- [RECORDS SUPPLIED]:

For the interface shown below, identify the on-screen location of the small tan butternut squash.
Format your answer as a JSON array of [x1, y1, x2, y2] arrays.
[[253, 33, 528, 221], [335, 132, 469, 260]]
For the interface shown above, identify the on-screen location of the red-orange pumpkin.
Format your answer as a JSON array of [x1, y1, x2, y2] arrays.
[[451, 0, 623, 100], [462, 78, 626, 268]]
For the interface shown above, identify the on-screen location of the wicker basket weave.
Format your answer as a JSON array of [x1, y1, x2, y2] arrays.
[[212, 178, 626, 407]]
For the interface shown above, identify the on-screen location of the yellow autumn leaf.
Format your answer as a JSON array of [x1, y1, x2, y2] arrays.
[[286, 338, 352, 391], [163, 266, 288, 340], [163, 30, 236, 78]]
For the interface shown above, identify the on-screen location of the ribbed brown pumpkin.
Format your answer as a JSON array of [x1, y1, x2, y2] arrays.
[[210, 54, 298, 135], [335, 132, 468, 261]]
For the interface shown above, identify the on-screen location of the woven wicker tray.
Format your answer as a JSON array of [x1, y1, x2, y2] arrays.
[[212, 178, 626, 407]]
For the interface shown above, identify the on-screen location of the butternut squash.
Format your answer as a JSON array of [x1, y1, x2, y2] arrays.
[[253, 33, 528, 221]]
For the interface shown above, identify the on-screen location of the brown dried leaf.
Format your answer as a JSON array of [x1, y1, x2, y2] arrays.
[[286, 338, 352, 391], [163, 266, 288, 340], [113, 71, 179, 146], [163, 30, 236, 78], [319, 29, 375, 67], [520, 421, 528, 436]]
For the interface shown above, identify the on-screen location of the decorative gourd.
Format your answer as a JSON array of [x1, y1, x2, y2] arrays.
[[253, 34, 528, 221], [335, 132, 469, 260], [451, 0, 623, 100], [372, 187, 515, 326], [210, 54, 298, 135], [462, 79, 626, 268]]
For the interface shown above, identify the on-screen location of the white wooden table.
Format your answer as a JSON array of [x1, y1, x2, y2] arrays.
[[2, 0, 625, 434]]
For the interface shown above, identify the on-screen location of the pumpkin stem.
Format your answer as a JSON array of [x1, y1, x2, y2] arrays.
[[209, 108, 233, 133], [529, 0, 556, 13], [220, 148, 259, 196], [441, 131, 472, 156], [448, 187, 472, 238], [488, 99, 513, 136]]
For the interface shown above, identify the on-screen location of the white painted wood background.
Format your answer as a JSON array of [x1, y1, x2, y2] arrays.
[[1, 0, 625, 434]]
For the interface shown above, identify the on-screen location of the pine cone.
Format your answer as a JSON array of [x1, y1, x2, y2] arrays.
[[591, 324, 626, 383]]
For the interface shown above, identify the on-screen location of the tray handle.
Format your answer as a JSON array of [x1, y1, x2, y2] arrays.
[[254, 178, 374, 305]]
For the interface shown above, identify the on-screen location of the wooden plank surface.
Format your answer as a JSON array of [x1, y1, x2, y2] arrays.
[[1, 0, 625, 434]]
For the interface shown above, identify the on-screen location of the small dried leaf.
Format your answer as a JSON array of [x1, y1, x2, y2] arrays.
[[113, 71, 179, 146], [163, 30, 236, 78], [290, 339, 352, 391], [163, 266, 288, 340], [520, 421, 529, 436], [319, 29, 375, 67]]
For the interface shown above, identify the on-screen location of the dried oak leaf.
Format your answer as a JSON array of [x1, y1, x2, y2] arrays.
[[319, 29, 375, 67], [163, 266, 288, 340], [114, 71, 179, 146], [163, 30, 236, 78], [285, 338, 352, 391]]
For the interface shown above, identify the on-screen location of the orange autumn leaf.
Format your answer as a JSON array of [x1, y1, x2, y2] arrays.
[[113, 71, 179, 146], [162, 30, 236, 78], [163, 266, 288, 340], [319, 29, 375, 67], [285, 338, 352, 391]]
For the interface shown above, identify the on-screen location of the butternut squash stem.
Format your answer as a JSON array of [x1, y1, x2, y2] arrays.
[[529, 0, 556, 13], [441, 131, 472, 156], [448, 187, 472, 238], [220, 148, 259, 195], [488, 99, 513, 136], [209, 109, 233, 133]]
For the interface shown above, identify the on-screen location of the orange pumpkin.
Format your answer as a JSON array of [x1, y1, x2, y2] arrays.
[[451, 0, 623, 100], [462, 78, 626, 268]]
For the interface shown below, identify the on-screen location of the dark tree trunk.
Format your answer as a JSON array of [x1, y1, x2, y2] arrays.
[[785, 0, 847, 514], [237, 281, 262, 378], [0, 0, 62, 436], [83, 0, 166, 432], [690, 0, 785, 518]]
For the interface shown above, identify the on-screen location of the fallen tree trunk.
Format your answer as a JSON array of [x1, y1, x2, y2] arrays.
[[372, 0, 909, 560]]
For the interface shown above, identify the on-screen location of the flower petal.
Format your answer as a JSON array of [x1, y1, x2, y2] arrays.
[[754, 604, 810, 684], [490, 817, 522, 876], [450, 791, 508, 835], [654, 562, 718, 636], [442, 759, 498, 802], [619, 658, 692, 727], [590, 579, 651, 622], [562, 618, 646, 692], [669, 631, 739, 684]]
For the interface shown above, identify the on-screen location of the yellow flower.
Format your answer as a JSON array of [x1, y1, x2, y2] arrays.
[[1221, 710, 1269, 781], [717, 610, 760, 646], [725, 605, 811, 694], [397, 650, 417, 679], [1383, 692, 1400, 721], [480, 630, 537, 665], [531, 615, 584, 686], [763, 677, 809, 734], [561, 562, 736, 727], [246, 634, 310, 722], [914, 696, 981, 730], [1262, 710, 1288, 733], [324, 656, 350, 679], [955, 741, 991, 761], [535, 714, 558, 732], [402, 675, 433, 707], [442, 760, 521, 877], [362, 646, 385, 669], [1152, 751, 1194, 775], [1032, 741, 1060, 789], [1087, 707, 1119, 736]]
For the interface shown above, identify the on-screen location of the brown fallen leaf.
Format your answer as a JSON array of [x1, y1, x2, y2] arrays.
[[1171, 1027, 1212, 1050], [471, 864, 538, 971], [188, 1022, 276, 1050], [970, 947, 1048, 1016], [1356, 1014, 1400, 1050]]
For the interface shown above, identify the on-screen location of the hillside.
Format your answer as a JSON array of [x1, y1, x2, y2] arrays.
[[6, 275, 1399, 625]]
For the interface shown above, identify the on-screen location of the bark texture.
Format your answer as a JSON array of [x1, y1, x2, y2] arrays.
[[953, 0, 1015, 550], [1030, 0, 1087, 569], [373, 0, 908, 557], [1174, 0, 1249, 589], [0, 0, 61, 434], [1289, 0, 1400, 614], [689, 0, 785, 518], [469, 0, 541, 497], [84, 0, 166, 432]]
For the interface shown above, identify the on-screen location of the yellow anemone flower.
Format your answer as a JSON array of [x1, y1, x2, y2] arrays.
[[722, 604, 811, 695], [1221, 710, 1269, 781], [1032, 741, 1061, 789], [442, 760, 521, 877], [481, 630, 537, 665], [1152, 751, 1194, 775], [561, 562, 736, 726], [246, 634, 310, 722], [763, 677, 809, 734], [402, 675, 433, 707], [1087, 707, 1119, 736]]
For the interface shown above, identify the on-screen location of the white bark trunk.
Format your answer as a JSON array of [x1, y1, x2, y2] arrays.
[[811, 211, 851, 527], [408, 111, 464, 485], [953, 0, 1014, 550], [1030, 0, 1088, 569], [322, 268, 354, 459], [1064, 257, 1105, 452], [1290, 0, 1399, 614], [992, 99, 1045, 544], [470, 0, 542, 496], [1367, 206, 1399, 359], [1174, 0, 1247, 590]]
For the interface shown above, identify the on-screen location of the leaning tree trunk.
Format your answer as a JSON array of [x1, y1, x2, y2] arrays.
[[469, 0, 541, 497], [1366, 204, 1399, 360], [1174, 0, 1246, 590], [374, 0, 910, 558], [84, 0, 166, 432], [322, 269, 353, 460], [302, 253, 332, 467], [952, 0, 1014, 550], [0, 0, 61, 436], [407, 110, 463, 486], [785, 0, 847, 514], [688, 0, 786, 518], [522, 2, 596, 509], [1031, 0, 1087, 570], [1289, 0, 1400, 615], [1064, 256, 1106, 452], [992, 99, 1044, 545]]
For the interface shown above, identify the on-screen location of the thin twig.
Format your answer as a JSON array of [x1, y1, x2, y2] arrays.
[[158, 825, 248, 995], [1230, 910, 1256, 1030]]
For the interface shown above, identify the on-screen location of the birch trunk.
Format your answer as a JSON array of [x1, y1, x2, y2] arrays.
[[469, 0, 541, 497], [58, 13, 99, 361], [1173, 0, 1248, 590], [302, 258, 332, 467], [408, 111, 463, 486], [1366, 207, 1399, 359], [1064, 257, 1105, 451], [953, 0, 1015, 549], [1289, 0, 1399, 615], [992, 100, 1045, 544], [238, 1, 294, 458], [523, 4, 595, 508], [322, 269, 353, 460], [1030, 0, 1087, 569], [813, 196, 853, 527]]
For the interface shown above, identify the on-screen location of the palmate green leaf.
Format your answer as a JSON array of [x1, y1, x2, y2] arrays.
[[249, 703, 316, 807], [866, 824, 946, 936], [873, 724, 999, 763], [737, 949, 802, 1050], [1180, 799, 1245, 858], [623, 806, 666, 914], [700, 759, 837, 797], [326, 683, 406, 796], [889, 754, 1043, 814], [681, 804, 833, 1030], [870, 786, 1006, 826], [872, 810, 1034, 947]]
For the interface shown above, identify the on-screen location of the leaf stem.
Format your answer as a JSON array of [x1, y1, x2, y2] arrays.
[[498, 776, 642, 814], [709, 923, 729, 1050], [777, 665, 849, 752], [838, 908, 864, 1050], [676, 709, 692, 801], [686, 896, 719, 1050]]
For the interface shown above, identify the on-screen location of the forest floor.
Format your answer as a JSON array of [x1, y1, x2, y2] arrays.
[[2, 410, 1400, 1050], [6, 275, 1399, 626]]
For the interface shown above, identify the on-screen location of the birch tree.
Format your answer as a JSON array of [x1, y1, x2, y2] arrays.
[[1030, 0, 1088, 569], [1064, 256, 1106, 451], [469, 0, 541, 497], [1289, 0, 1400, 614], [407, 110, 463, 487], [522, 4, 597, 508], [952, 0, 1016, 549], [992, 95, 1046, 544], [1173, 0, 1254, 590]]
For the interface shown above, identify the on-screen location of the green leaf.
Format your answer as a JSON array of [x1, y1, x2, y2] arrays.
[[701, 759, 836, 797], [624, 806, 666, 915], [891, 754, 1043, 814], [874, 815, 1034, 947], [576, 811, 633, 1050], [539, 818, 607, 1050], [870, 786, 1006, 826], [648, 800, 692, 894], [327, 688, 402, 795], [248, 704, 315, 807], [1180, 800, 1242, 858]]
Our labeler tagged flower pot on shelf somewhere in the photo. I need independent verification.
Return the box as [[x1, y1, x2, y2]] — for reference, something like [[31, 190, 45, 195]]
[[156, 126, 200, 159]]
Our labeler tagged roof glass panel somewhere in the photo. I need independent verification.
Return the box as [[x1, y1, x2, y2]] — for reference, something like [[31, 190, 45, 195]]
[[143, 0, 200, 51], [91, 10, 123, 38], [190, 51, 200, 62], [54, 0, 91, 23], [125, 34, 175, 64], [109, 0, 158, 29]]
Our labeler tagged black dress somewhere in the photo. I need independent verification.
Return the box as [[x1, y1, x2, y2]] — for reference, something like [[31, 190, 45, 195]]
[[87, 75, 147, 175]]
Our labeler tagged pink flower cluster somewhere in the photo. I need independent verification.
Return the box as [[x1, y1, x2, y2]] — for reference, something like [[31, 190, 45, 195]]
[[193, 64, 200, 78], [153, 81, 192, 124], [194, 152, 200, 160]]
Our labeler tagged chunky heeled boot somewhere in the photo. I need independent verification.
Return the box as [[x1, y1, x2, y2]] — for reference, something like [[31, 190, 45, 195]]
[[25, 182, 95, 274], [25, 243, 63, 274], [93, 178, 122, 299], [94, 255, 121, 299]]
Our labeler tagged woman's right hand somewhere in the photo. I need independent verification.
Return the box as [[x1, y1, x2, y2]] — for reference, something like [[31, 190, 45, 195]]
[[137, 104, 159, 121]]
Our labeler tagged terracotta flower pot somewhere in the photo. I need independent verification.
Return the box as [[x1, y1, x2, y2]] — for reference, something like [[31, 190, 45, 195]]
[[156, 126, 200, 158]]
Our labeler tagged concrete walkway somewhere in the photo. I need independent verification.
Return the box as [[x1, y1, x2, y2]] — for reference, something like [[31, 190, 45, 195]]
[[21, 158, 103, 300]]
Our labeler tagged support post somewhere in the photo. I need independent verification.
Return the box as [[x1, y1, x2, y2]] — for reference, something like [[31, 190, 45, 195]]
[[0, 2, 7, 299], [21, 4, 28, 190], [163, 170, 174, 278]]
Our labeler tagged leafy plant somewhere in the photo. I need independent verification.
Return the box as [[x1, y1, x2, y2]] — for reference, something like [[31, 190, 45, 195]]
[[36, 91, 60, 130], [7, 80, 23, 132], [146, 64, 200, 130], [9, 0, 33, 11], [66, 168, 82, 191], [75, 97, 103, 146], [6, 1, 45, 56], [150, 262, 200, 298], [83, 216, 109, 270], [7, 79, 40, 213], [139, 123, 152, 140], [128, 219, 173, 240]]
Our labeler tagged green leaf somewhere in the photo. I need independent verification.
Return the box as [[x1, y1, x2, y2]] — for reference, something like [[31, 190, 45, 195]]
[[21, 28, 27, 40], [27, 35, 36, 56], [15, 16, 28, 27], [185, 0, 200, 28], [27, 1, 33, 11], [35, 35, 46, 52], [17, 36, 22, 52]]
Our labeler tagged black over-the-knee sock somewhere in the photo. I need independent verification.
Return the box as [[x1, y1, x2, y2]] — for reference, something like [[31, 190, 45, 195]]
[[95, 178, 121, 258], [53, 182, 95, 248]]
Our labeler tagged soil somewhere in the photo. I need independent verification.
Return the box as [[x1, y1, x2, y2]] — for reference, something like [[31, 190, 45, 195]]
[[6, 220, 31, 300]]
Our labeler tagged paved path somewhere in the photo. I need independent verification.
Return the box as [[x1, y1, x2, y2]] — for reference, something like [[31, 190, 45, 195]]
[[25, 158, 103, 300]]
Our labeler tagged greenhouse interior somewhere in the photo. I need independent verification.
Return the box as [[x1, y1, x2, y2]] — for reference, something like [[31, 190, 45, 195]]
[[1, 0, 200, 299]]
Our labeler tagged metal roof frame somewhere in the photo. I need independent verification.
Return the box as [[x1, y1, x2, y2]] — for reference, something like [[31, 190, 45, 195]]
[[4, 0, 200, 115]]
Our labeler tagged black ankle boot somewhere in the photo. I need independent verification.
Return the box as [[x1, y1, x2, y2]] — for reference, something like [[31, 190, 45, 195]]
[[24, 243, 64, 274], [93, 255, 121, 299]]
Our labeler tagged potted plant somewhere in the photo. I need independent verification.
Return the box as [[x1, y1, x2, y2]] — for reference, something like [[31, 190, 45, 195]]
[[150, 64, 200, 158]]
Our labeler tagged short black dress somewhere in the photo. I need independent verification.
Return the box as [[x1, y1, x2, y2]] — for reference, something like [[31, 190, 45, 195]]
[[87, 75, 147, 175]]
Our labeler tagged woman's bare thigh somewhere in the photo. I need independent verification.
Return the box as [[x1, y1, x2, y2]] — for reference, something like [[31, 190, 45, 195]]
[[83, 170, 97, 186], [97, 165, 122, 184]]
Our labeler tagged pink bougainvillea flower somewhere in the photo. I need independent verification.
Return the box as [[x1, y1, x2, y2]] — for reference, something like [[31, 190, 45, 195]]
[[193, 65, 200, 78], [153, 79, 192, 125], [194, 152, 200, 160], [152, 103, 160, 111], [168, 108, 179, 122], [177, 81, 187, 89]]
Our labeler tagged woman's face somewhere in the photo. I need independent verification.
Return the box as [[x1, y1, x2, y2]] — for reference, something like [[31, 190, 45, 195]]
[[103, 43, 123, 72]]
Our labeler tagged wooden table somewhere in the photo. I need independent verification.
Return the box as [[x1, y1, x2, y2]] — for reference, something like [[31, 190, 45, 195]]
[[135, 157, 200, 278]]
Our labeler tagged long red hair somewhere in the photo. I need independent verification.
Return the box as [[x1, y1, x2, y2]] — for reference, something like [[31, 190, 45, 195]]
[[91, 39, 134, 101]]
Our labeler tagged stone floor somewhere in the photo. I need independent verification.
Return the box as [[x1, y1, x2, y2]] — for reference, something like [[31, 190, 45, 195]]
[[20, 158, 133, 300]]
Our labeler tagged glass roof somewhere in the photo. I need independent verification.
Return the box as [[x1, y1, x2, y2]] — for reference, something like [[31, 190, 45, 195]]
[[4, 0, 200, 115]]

- [ABOUT THIS TASK]: Start with the first line. Please copy exactly each line of the listing through the one with "the decorative gourd.", including it.

- [TASK OUTPUT]:
For the interface shown below, identify the on-screen location of the small tan butternut squash.
Format your answer as a JSON array of [x1, y1, x2, y2] arrays.
[[253, 33, 528, 221], [335, 132, 469, 260]]
For the interface shown above, identify the on-screen location of the red-orange pumpkin.
Format your answer as a JSON array of [x1, y1, x2, y2] arrays.
[[451, 0, 623, 100], [462, 78, 626, 268]]
For the interface shown above, identify the on-screen location of the wicker basket weave.
Format your answer as a JSON array of [x1, y1, x2, y2] arrays.
[[212, 178, 626, 407]]
For the interface shown above, identify the on-screen location of the yellow autumn leaf.
Format your answer as a JSON array of [x1, y1, x2, y2] arrays.
[[286, 338, 352, 391], [163, 266, 288, 340], [163, 30, 236, 78]]
For the interface shown above, identify the on-screen location of the ribbed brown pumpkin.
Format your answer as a JSON array of [x1, y1, x2, y2] arrays.
[[210, 54, 298, 135], [335, 132, 468, 261]]
For the interface shown above, identify the on-screen location of the woven wicker tray.
Format your answer as a JSON array of [x1, y1, x2, y2] arrays.
[[212, 178, 626, 407]]
For the interface shown above, identify the on-screen location of the butternut squash.
Format your answer as a JSON array of [x1, y1, x2, y2] arrays.
[[253, 33, 528, 221]]
For the interface shown above, identify the on-screen location of the brown dried leaf.
Format your answer as a JSON array of [x1, y1, x2, y2] arrays.
[[286, 338, 352, 391], [163, 266, 288, 340], [113, 71, 179, 146], [163, 30, 236, 78], [319, 29, 375, 67], [520, 421, 528, 436]]
For the interface shown above, identify the on-screen location of the decorative gourd.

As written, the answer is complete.